[RFC PATCH v3 08/16] KVM: arm64: Add a new VCPU device control group for SPE

Alexandru Elisei alexandru.elisei at arm.com
Wed Dec 2 11:28:21 EST 2020


Hi James,

On 11/19/20 4:58 PM, James Morse wrote:
> Hi Alex,
>
> On 27/10/2020 17:26, Alexandru Elisei wrote:
>> From: Sudeep Holla <sudeep.holla at arm.com>
>>
>> To configure the virtual SPE buffer management interrupt number, we use a
>> VCPU kvm_device ioctl, encapsulating the KVM_ARM_VCPU_SPE_IRQ attribute
>> within the KVM_ARM_VCPU_SPE_CTRL group.
>>
>> After configuring the SPE, userspace is required to call the VCPU ioctl
>> with the attribute KVM_ARM_VCPU_SPE_INIT to initialize SPE on the VCPU.
>> diff --git a/Documentation/virt/kvm/devices/vcpu.rst b/Documentation/virt/kvm/devices/vcpu.rst
>> index 2acec3b9ef65..6135b9827fbe 100644
>> --- a/Documentation/virt/kvm/devices/vcpu.rst
>> +++ b/Documentation/virt/kvm/devices/vcpu.rst
>> @@ -161,3 +161,43 @@ Specifies the base address of the stolen time structure for this VCPU. The
>>  base address must be 64 byte aligned and exist within a valid guest memory
>>  region. See Documentation/virt/kvm/arm/pvtime.rst for more information
>>  including the layout of the stolen time structure.

* WHAT THE TASK REQUIRES
Extend the mailing list reply about the KVM SPE device control patch, starting right after its last quoted line.

* DATA BLOCK

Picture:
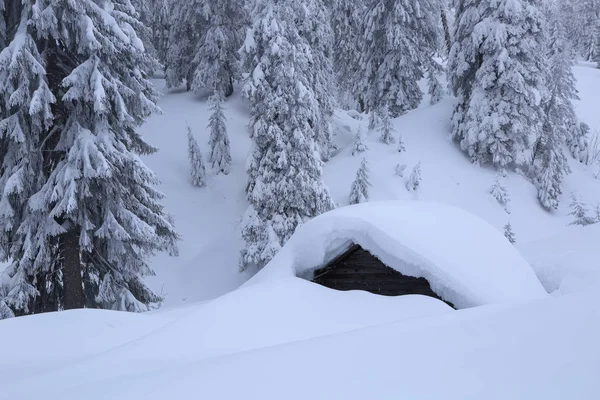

* EXERCISE RESULT
>> +
>> +4. GROUP: KVM_ARM_VCPU_SPE_CTRL
>> +===============================
>> +
>> +:Architectures: ARM64
>> +
>> +4.1 ATTRIBUTE: KVM_ARM_VCPU_SPE_IRQ
>> +-----------------------------------
>> +
>> +:Parameters: in kvm_device_attr.addr the address for the SPE buffer management
>> +             interrupt is a pointer to an int
>> +
>> +Returns:
>> +
>> +	 =======  ========================================================
>> +	 -EBUSY   The SPE buffer management interrupt is already set
>> +	 -EINVAL  Invalid SPE overflow interrupt number
>> +	 -EFAULT  Could not read the buffer management interrupt number
>> +	 -ENXIO   SPE not supported or not properly configured
>> +	 =======  ========================================================
>> +
>> +A value describing the SPE (Statistical Profiling Extension) overflow interrupt
>> +number for this vcpu. This interrupt should be a PPI and the interrupt type and
>> +number must be same for each vcpu.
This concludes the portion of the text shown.